Task description -
Select every line in the records below that contains the word "segment".
%%
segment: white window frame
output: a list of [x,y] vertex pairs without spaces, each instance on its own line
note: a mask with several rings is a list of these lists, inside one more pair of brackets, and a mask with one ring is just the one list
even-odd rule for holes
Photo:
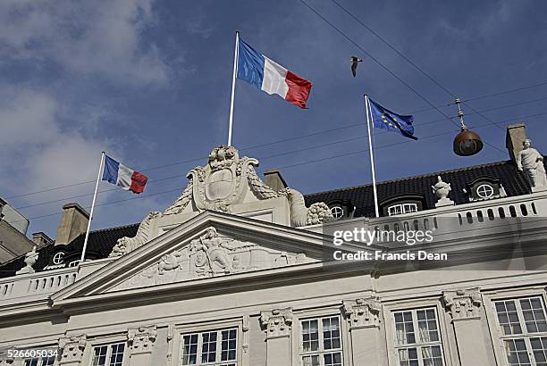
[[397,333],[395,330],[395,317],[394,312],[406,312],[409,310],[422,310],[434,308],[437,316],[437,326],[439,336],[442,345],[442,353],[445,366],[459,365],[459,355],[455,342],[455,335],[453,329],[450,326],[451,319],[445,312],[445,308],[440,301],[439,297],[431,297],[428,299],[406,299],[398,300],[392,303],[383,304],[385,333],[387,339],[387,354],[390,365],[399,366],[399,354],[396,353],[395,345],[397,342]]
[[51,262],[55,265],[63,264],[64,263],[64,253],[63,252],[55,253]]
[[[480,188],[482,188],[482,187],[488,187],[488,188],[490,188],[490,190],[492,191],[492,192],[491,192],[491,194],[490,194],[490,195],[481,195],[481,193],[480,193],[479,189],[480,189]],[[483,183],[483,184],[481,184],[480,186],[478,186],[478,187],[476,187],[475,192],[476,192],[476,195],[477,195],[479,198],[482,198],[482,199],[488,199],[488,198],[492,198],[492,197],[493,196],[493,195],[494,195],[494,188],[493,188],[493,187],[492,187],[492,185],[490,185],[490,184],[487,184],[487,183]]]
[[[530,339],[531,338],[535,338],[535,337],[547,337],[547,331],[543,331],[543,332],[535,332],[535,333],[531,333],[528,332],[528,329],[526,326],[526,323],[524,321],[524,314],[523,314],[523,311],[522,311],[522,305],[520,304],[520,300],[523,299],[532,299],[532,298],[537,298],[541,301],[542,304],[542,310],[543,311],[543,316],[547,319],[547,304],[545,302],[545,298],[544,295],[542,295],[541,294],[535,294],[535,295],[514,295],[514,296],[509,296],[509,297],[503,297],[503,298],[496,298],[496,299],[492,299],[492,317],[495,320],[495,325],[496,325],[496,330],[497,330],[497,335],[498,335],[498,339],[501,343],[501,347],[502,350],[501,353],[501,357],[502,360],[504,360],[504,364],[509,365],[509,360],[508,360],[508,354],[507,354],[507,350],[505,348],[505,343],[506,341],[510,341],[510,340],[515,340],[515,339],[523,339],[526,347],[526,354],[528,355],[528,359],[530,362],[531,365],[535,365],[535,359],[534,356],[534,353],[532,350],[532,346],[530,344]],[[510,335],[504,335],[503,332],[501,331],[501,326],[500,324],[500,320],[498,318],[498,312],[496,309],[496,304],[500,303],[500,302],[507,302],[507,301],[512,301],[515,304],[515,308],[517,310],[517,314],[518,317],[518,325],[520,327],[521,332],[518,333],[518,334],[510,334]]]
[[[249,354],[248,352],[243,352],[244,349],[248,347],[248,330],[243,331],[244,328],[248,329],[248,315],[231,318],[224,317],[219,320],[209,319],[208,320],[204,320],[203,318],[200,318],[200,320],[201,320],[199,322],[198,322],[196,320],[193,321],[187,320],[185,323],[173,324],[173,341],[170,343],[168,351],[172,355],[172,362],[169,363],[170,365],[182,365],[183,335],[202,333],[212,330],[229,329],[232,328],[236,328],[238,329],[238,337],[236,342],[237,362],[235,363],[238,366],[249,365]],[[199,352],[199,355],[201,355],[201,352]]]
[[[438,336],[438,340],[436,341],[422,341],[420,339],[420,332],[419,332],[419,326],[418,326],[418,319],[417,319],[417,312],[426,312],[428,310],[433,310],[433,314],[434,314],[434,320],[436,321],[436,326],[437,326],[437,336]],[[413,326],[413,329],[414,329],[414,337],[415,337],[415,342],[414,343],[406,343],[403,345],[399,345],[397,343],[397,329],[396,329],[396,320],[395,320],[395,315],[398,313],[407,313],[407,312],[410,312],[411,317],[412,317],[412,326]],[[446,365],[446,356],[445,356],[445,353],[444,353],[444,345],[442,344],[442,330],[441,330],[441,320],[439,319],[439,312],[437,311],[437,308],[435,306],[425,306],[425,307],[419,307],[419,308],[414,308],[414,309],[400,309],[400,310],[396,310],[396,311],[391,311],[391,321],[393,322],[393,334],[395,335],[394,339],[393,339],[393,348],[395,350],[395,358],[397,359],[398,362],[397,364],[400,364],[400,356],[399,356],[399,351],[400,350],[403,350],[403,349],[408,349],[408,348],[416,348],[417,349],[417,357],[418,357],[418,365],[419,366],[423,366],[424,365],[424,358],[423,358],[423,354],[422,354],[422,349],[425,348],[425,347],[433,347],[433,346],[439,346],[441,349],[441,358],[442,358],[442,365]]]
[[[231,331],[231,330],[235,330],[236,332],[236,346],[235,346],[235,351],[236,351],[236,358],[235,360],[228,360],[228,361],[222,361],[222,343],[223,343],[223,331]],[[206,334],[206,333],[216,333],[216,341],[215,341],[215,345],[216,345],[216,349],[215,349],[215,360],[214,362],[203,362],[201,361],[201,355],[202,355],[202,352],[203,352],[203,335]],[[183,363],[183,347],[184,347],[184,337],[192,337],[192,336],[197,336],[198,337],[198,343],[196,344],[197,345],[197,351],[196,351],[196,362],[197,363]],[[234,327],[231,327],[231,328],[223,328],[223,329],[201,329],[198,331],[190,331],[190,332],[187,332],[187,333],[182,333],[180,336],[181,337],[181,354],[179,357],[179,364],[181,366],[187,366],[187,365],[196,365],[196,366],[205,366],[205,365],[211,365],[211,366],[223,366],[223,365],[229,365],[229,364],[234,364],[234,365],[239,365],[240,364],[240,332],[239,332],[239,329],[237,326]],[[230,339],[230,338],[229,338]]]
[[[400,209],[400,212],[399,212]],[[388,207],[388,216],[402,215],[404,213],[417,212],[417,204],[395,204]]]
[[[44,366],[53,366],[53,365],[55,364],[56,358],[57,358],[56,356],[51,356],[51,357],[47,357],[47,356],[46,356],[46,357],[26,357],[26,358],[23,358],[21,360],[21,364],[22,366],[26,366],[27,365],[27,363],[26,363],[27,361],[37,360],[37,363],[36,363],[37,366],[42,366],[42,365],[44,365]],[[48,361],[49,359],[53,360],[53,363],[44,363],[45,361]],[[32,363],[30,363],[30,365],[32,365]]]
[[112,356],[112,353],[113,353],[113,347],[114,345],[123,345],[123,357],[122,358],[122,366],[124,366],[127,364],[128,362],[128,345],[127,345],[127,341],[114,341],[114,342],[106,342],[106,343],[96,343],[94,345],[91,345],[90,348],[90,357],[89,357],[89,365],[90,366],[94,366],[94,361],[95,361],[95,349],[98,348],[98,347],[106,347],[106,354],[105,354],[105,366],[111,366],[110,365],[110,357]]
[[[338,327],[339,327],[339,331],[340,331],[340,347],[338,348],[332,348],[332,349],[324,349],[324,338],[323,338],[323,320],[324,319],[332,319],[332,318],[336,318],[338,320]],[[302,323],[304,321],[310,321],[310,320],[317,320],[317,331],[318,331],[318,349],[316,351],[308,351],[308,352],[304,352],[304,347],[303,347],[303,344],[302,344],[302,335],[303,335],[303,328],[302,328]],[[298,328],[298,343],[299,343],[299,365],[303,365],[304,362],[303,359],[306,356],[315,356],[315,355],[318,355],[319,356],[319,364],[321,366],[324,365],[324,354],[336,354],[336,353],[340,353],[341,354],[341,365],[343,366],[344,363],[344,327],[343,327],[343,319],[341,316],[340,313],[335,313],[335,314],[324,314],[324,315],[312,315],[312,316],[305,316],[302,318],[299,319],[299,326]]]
%%
%%
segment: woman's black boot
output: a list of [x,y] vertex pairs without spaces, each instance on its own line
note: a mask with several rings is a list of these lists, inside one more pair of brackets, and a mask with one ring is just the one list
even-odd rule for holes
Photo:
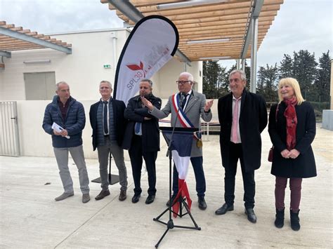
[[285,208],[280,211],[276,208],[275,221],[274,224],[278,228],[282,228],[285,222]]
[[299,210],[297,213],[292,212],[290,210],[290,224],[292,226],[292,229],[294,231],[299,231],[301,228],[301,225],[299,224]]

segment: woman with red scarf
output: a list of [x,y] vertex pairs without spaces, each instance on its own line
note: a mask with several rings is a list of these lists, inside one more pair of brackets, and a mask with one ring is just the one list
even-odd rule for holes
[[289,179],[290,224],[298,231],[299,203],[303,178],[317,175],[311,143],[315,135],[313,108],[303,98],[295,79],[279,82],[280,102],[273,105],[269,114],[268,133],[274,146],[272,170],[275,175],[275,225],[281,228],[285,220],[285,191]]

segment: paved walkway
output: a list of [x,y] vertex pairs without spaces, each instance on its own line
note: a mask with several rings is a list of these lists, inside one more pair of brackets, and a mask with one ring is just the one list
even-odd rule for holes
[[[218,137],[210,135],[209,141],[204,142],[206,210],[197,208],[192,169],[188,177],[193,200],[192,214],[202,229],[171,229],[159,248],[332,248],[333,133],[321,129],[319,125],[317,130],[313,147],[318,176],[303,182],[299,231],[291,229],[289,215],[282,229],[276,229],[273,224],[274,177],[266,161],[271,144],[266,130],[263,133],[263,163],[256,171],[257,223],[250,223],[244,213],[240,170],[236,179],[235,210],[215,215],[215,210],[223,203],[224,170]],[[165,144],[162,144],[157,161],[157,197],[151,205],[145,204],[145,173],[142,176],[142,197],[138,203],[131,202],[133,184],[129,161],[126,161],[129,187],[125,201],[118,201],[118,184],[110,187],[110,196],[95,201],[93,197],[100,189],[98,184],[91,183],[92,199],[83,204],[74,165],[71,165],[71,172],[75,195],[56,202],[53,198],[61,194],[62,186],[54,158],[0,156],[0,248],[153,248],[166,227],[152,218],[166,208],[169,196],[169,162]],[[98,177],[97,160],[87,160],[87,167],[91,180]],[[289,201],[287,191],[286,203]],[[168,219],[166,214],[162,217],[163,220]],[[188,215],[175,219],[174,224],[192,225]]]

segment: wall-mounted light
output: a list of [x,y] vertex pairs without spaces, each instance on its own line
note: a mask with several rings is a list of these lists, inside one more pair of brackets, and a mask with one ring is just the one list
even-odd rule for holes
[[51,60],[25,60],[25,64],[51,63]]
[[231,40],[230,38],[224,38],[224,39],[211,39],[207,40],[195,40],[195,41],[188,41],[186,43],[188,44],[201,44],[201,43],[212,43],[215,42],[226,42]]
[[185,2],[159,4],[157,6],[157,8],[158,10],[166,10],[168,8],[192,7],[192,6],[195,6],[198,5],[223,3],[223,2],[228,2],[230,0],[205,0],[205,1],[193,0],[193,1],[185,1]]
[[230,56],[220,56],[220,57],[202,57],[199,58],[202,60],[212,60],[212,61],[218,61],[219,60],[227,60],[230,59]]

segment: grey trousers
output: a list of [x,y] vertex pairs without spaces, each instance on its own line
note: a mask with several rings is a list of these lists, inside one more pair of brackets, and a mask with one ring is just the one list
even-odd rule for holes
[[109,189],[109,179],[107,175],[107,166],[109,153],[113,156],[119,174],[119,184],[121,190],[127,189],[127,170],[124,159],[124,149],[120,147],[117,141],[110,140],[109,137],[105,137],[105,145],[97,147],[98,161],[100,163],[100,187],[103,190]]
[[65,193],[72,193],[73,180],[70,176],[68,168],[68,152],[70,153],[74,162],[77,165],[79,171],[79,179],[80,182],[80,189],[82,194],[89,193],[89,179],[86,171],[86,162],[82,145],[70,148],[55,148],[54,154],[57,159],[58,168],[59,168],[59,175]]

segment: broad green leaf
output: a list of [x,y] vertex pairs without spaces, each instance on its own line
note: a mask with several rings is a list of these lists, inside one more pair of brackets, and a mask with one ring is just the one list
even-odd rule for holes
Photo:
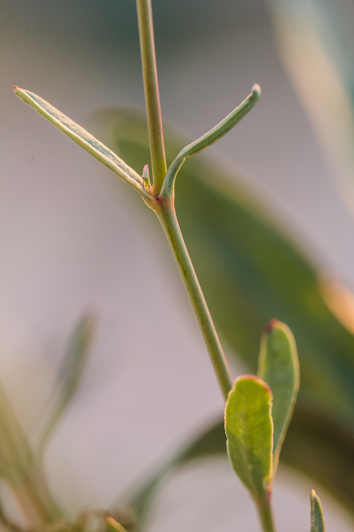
%%
Finished answer -
segment: white window frame
segment: woman's black boot
segment: woman with red scarf
segment: paved walkway
segment: wall-mounted light
segment: grey trousers
segment: broad green leaf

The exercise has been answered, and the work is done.